Mystery solved.
The source of a letter — written in 1945 by a serviceman stationed in Hampton Roads and found last month in Florida — has been identified.
Mike Meyer, 65, lives in Safety Harbor, Florida, and said he put the letter in the bottle and sent it out to sea earlier this year.
Meyer’s father was born in 1929 and was too young to join the military until the end of World War II but often wrote and received letters from older friends who’d left their Illinois hometown to enlist. One buddy, Jim Peters, wrote to Meyer’s father, Leroy, on March 4, 1945. The message was jotted in cursive underneath the letterhead “United States Navy, Amphibious Training Base, Little Creek, Virginia.”
That letter and bottle were found on the side of a Safety Harbor road last month by Suzanne Flament-Smith amid storm debris after Hurricane Debby. It had been washed back ashore not far from where it was let go.
The bottle also contained some sand, a bullet casing and a circular hunk of metal that Flament-Smith described as “about the size of a Whopper candy.” She quickly took to social media to share her discovery and a question: Where had it come from?

## Data records
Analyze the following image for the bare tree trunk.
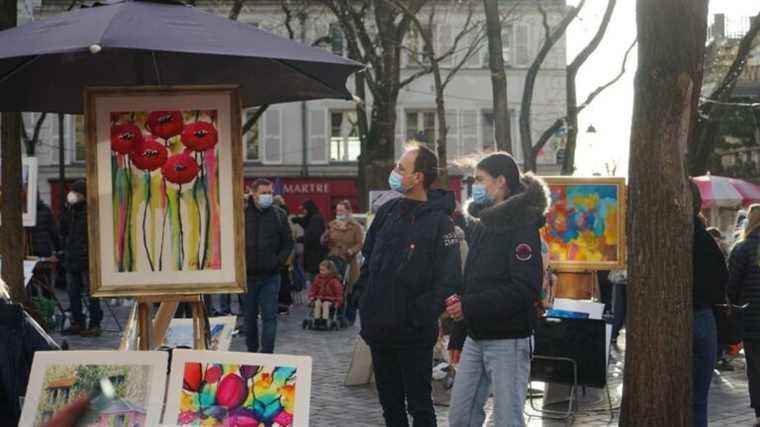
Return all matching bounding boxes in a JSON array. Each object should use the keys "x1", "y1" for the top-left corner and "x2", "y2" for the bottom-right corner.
[
  {"x1": 620, "y1": 0, "x2": 707, "y2": 426},
  {"x1": 483, "y1": 0, "x2": 512, "y2": 153},
  {"x1": 0, "y1": 0, "x2": 27, "y2": 304}
]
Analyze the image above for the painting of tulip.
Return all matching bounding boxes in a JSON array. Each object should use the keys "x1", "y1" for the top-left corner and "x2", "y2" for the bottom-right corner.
[
  {"x1": 87, "y1": 89, "x2": 245, "y2": 296},
  {"x1": 164, "y1": 351, "x2": 311, "y2": 427},
  {"x1": 541, "y1": 178, "x2": 625, "y2": 269}
]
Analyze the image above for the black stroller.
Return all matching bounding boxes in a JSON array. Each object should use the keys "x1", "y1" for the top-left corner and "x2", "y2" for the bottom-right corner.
[{"x1": 302, "y1": 256, "x2": 351, "y2": 331}]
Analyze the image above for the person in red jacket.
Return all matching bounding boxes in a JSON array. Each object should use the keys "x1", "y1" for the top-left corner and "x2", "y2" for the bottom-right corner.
[{"x1": 309, "y1": 260, "x2": 343, "y2": 320}]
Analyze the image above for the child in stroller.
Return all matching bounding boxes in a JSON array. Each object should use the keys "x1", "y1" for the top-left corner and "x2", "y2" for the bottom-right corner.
[{"x1": 303, "y1": 260, "x2": 343, "y2": 330}]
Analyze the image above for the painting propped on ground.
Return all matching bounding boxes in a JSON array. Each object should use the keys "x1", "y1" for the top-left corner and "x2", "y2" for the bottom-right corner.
[
  {"x1": 164, "y1": 351, "x2": 311, "y2": 427},
  {"x1": 20, "y1": 351, "x2": 168, "y2": 427}
]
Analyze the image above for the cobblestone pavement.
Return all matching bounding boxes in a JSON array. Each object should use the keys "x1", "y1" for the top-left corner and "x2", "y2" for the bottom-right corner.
[{"x1": 49, "y1": 295, "x2": 754, "y2": 427}]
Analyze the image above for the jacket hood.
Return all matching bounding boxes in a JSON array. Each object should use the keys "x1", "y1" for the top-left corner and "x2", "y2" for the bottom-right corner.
[{"x1": 464, "y1": 172, "x2": 550, "y2": 229}]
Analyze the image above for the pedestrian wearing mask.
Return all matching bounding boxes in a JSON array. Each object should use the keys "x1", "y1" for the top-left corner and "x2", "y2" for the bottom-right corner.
[
  {"x1": 244, "y1": 179, "x2": 293, "y2": 353},
  {"x1": 354, "y1": 145, "x2": 462, "y2": 427},
  {"x1": 447, "y1": 153, "x2": 549, "y2": 427},
  {"x1": 61, "y1": 180, "x2": 103, "y2": 337}
]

## Written tasks
A. From the article about the letter in the bottle, transcribe the passage starting at "Mystery solved." and ending at "has been identified.".
B. In the article about the letter in the bottle, on what date did Jim Peters write to Leroy Meyer?
C. Supply the next part of the article about the 1945 letter found in a bottle, picking up right after its final sentence.

## Results of the exercise
A.
Mystery solved.
The source of a letter — written in 1945 by a serviceman stationed in Hampton Roads and found last month in Florida — has been identified.

B. March 4, 1945.

C.
The Virginian-Pilot and Daily Press, The New York Times, The Washington Post and dozens of other news outlets wrote or carried stories about the curiosity.
“I didn’t think it was that big a deal,” Meyer told The Pilot about the fuss over his dad’s old letter.
“I guess the first thing is …” he said, and then he unraveled the mystery. Leroy Meyer stored many of his wartime correspondences in a box that was passed down to his children after he died in 2001. The letters were stored at his daughter’s home until Mike got them several years ago.
Mike Meyer read and reread his father’s letters. Some had been sent from soldiers overseas. One was from a girlfriend working in a factory that made Lockheed P-38 Lightning airplanes. He came to consider them historical documents and a friend’s recent retirement sparked an idea of how to share them with the world.
“She had sold her business and was throwing away some rare inventory,” he said. “She had all these Message-in-a-Bottle kits.”
Keeping his 10 favorites, he put 40 of his dad’s letters into the kits — one letter per bottle — and this spring began launching them, a few at a time, several times a week, watching through a pair of binoculars as they floated out on the tide.
“I usually put something shiny in there so they were more likely to be seen.”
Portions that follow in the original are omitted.